- [What the task asks]: Convert the listing below, from the line containing "Each returned point MUST lie on the matching red eyespot" through the line containing "[[313, 129], [263, 193], [190, 188], [141, 137]]", into a JSON list of strings with one string per line and blank lines omitted.

- [Material provided]:
## START

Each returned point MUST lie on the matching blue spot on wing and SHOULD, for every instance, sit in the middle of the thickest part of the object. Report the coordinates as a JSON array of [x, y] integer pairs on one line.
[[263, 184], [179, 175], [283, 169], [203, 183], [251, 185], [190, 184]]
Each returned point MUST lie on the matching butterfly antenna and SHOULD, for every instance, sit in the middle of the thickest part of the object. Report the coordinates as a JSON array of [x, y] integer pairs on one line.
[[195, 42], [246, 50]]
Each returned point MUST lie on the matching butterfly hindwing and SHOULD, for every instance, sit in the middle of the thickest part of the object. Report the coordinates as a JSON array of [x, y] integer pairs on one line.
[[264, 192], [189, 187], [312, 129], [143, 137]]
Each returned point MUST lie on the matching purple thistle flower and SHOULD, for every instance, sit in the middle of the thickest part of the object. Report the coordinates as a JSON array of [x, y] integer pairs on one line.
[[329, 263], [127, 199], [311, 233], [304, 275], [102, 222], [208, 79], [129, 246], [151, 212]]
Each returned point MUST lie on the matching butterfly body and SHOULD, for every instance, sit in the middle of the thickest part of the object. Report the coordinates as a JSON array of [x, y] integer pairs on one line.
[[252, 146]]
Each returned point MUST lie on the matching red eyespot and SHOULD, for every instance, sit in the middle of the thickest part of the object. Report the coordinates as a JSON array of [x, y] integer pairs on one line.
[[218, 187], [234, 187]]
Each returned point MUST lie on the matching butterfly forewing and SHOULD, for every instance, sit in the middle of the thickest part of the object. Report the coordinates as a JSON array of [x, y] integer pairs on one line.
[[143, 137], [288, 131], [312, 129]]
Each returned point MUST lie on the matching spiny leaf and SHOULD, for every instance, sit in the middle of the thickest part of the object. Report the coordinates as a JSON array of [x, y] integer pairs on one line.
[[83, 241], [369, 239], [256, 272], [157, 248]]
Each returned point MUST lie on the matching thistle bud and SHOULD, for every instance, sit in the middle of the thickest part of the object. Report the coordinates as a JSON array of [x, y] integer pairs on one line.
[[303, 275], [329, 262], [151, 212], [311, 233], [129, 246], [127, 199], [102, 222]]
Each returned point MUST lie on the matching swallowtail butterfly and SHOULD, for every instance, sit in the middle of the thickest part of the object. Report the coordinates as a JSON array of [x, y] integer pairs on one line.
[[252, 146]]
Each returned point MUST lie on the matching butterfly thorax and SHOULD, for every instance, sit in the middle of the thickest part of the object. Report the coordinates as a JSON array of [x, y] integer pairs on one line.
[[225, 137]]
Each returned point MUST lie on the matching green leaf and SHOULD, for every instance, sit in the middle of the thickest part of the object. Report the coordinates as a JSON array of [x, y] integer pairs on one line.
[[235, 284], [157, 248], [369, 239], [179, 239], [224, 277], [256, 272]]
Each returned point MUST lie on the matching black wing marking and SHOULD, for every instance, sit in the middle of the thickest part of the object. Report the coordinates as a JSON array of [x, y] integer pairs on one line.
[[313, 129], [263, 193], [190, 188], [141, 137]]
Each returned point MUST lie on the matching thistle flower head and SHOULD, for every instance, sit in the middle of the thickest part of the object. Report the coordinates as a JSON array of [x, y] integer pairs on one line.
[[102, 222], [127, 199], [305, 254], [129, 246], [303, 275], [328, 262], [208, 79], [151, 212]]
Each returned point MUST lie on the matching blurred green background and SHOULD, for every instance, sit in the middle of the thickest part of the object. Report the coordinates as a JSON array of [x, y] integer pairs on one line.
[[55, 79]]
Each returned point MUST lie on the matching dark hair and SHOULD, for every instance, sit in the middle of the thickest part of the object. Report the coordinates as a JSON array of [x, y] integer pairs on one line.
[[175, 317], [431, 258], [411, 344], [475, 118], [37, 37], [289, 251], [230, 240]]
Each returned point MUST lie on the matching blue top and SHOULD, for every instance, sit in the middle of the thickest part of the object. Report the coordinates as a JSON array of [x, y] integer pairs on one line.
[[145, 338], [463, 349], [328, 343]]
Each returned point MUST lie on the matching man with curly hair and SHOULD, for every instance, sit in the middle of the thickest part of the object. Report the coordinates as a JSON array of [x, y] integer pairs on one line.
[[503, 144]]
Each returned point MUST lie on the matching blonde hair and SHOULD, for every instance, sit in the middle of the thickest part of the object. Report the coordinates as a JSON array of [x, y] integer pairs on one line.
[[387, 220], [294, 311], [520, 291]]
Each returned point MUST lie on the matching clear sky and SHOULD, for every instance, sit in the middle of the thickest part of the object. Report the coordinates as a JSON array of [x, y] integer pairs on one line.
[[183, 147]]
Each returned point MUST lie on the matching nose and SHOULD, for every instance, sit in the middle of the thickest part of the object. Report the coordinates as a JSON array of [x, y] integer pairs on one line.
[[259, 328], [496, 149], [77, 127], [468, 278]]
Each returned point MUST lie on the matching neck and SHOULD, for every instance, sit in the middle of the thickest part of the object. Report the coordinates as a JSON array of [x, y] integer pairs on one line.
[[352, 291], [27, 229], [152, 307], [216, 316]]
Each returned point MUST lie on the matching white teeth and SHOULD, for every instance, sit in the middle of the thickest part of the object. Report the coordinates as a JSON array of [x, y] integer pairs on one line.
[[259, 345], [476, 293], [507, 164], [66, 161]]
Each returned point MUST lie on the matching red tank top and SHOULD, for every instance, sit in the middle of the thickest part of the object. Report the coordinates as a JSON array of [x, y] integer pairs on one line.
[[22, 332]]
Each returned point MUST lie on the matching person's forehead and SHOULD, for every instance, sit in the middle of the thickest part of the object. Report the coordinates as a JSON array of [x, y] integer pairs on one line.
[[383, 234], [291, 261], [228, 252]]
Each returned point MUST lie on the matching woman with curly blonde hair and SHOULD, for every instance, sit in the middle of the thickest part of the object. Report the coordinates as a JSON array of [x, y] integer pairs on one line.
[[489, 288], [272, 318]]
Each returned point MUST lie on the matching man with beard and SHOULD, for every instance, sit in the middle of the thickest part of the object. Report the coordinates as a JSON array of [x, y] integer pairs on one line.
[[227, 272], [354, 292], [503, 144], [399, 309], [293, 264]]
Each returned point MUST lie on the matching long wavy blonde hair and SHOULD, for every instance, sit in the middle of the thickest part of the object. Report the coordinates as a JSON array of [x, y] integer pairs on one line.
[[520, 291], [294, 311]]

## END

- [Response for this exercise]:
[
  "Each returned point MUST lie on the matching red eyespot and SHOULD, for every instance, sit in the middle of the thickest part of the object. Report the coordinates as a JSON array of [x, y] integer pairs on one line.",
  "[[218, 187], [234, 187]]",
  "Each returned point MUST lie on the matching butterfly forewing and SHOULD, for every instance, sit in the middle of the thickest part of the object. Report the coordinates as a JSON array of [x, y] integer pairs on one line.",
  "[[143, 137], [288, 131], [312, 129]]",
  "Each returned point MUST lie on the matching spiny leaf and SHOULD, for every instance, sit in the middle of the thickest part of the object. Report the coordinates as a JSON array of [x, y] integer pairs on one line.",
  "[[83, 241], [369, 239], [256, 272], [157, 248]]",
  "Each returned point MUST lie on the matching thistle bud and SHOULD, for every instance, sit in the middle of the thickest part of the object. Report the coordinates as a JSON array of [x, y] integer pairs on one line.",
  "[[303, 275], [329, 262], [151, 212], [311, 233], [129, 246], [127, 199], [102, 222]]",
  "Each returned point MUST lie on the matching swallowtail butterfly and SHOULD, for every instance, sit in the middle of the thickest part of the object. Report the coordinates as a JSON array of [x, y] integer pairs on one line.",
  "[[252, 146]]",
  "Each returned point MUST lie on the matching butterfly thorax and SHOULD, for every instance, sit in the middle of the thickest part of the object. Report the coordinates as a JSON array of [x, y] integer pairs on one line.",
  "[[225, 137]]",
  "Each returned point MUST lie on the matching green leaf and SHOULD, for every instance, sit in the middle of the thickest part of the object. Report the coordinates as a JSON array of [x, y] integer pairs on one line.",
  "[[235, 284], [157, 248], [369, 239], [179, 239], [224, 277], [256, 272]]",
  "Each returned point MUST lie on the matching black wing marking and SHOULD, for every instance, sit in the middle of the thickest part of the object. Report the coordinates as a JSON array of [x, y] integer pairs on one line.",
  "[[313, 129], [263, 193], [190, 188], [141, 137]]"
]